◆ **Texte fourni**:
........
Les aventures de Michel Swing (coureur automobile) (2006) par Pascal JOUSSELIN et BRÜNO. Des épisodes rassemblés écrits "à quatre mains". Les auteurs alternent la réalisation des pages, sans concertation, tout en s'obligeant à garder de la cohérence. Les auteurs s'ajoutent la contrainte du dé (épisode 41), il faudra faire autant de cases que le décidera le dé à 12 faces ! Sur fond de courses automobiles, de blagues de potaches, d'enquête, les auteurs prennent un plaisir communicatif à raconter les aventures du pilote.
........
◆ **Données d'étiquetage par coordonnées**:

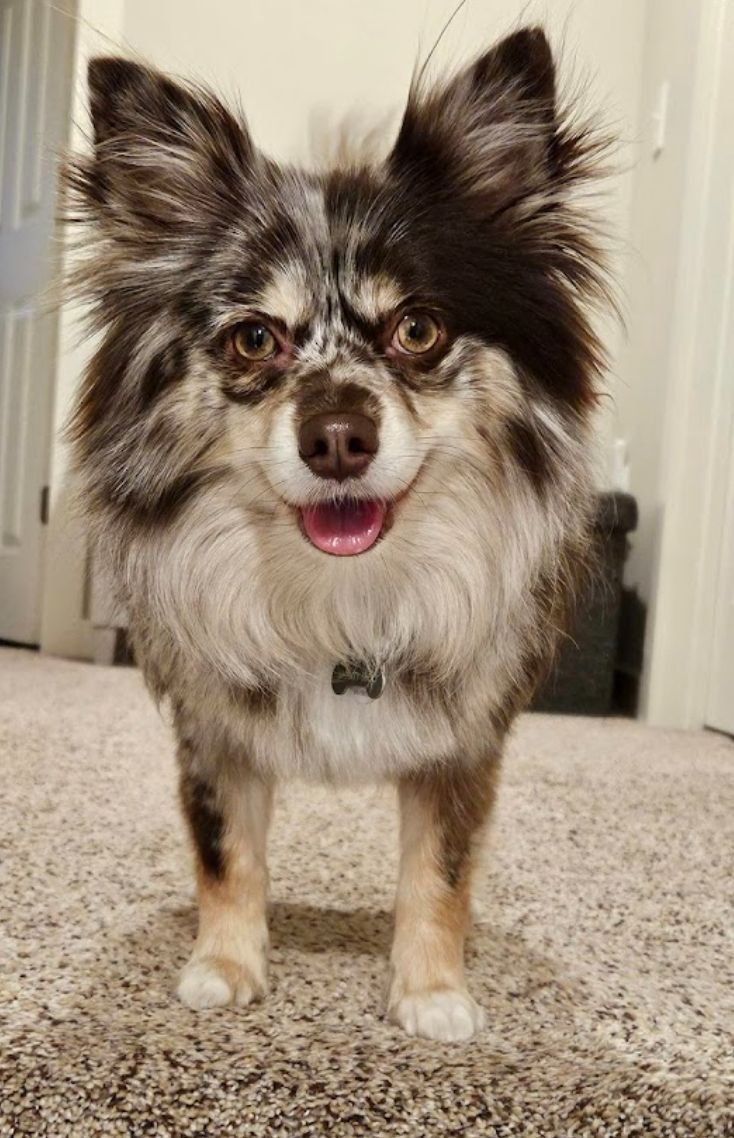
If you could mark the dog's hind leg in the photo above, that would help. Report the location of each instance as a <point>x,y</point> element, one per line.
<point>443,814</point>
<point>228,818</point>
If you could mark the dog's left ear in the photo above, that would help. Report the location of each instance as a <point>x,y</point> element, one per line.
<point>491,126</point>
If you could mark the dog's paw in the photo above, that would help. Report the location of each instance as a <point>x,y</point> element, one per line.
<point>448,1015</point>
<point>214,982</point>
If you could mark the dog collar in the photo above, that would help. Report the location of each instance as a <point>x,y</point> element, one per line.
<point>357,674</point>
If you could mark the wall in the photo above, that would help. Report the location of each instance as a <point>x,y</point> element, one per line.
<point>64,628</point>
<point>645,364</point>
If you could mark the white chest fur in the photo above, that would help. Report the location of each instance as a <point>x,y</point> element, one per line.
<point>318,734</point>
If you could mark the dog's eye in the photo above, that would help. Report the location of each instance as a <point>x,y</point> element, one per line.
<point>254,340</point>
<point>417,332</point>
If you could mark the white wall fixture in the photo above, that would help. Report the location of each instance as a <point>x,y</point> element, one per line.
<point>690,674</point>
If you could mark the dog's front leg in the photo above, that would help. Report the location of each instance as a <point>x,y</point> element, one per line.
<point>228,816</point>
<point>443,814</point>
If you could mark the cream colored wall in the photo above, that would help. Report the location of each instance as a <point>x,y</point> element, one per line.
<point>656,216</point>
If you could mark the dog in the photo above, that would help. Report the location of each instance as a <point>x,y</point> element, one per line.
<point>335,444</point>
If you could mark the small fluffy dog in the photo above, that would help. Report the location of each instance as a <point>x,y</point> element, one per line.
<point>335,447</point>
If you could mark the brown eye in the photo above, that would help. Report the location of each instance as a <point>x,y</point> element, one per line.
........
◆ **Travail demandé**:
[A] Répondez aux questions suivantes sur le texte consacré à Michel Swing :
(i) En quelle année l'ouvrage est-il daté ?
(ii) Comment les auteurs se répartissent-ils la réalisation des pages ?
(iii) Quelle contrainte les auteurs s'ajoutent-ils à l'épisode 41 ?
[B] Poursuivez le texte sur les aventures de Michel Swing à partir de sa dernière phrase.
Ces données ne sont pas nécessaires ici.

◆ **Réponses attendues**:
[A]
(i) 2006.
(ii) Ils alternent la réalisation des pages, sans concertation, tout en s'obligeant à garder de la cohérence.
(iii) La contrainte du dé : faire autant de cases que le décide un dé à 12 faces.

[B]
Une affaire de caractères (2014), par François AYROLES est un jeu sur les lettres. Les caractères dans le titre sont tout autant les caractères des personnages que les caractères d'imprimerie. Une affaire de meurtre secoue la petite ville de Bibelosse (comprenez Biblos, en grec, "le livre"). L'enquête menée vous permettra de faire connaissance avec des personnages singuliers : celui qui a le visage de Georges Pérec, les jumeaux dont les bulles doivent être lues ensemble pour avoir du sens, la famille qui emploie des mots dont chaque syllabe contient toujours la même voyelle (soit le E, soit le A, etc). Un jeu de références qui prouve aussi la virtuosité de celui qui écrit.

Coups de pinceaux

Dans le domaine de la peinture, il faut citer le travail de l'Italien Giuseppe  ARCIMBOLDO (1527-1593) et sa représentation des quatre saisons (1573) exposées au Musée du Louvre.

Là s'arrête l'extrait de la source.